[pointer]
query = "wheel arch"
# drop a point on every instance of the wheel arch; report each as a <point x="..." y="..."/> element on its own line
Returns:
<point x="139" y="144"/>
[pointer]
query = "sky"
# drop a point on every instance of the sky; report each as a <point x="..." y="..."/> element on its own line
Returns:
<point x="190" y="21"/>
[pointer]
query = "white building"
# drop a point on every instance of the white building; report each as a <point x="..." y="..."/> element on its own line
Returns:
§
Task goal:
Give every line of the material above as a numbered list, leaving out any blank lines.

Full response:
1. [pointer]
2. query = "wheel arch"
3. # drop a point on every instance of the wheel arch; report each as a <point x="..." y="..."/> element on its own line
4. Returns:
5. <point x="139" y="144"/>
6. [pointer]
7. query = "sky"
8. # drop a point on every instance of the sky; report each as a <point x="..." y="..."/> element on its own line
9. Returns:
10. <point x="190" y="21"/>
11. [pointer]
12. query = "white building"
13. # drop a point on every instance of the white building; report each as a <point x="..." y="..."/> element on its own line
14. Returns:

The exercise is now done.